◆ Supplied passage:
With its 86 billion neurons and 100 trillion connections, the brain contains many more synapses than the galaxy does stars. A field of neuroscience known as connectomics charts these constellations of circuits and helps researchers understand the processes of neural development, plasticity, degeneration, and disease, yielding new therapeutic possibilities for conditions such as Alzheimer’s and Huntington’s Diseases. “This research helps us understand how the brain’s circuitry works,” said Hongwei Dong, associate professor of neurology at USC’s Stevens Neuroimaging and Informatics Institute and director of the CIC. “If you tell someone to come visit you in California, where should they go? We have really narrowed it down: I live in North Hollywood in this apartment building. This will help people in the future to really understand the pathways for diseases with specific symptoms.”
But generating a map of an organ as complex as the brain means collecting terabytes of data. Luckily USC’s new Center for Integrative Connectomics (CIC) is well equipped to tackle this challenge.
Dong’s expertise lies in neuroanatomy, where he has investigated the connections between hundreds of brain structures that coordinate to regulate behavior. In 2008, he used the data he collected from mice to create the Allen Reference Atlas (ARA), the first open-access brain atlas in the field.
The ARA serves as the architectural foundation for Dong’s Mouse Connectome Project (MCP), which traces bundles of neurons, or tracts, to map the brain’s functional networks. In a flagship paper, Dong and his team traced over 2,000 of the brain’s “cellular highways,” overturning the prevailing view that the cortex is a messy tangle of neurons by demonstrating its organization into distinct subnetworks. This insight earned Dong a high-profile paper in Cell, which was recognized as a landmark publication for the journal and was later featured in the 40 years of Cell timeline.
Building on these contributions, Dong’s proposed “Integrative Connectome” may be his most ambitious project yet. “It’s very important to look at neural circuitry globally, but also at cellular resolution,” said Dong. “We use different technologies to compare across animal models so we can get a comprehensive and integrative view of the entire neural circuitry.” While Dong’s previous work has employed manual tracing, viral tracing, and gene expression methods, his new Integrative Connectome will incorporate even more data modalities. This will require the use of highly advanced technologies to collect, integrate, and analyze data spanning anatomy, physiology, molecular genetics, behavior, and functional imaging. Dong envisions that this novel connectome resource will provide a “Google Map of the brain,” allowing users to toggle and overlay different views of the brain, just as Google Maps displays topography, street view, and satellite images, all within a standardized frame. Researchers will zoom in to examine specific structures, and zoom out to visualize the brain’s global wiring. The ultimate goal is to provide an intuitive way to compare data from individual studies against a standardized reference.
While neuroscientists have made significant progress toward understanding the structure and function of the brain, identifying classes of neuronal cell types has remained a challenge—one which the CIC plans to undertake. “Each of these anatomically-defined brain regions contains many different cell types that are positioned next to each other. Their connectivity may be different; their gene expression is different; their function is different,” Dong said. A single data modality, be it gene expression, neuromorphology, or connectivity, is not enough to accurately classify a cell type. Only by simultaneously examining all of these diverse properties will we develop a robust understanding of how each type of neuron works individually, and what contribution it makes to the broader network.

◆ Using the information:
1: Copy the part of the connectomics passage from "Dong’s expertise lies" to "of Cell timeline." word for word.
2: In the connectomics passage, what year did Dong use mouse data to create the Allen Reference Atlas?

◆ Stored data:
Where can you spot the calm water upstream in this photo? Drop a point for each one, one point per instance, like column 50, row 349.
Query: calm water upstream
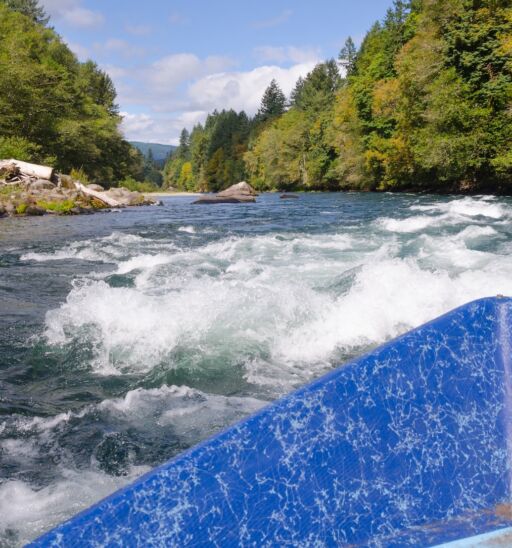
column 127, row 337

◆ Task-by-task solutions:
1:
Dong’s expertise lies in neuroanatomy, where he has investigated the connections between hundreds of brain structures that coordinate to regulate behavior. In 2008, he used the data he collected from mice to create the Allen Reference Atlas (ARA), the first open-access brain atlas in the field.
The ARA serves as the architectural foundation for Dong’s Mouse Connectome Project (MCP), which traces bundles of neurons, or tracts, to map the brain’s functional networks. In a flagship paper, Dong and his team traced over 2,000 of the brain’s “cellular highways,” overturning the prevailing view that the cortex is a messy tangle of neurons by demonstrating its organization into distinct subnetworks. This insight earned Dong a high-profile paper in Cell, which was recognized as a landmark publication for the journal and was later featured in the 40 years of Cell timeline.

2: 2008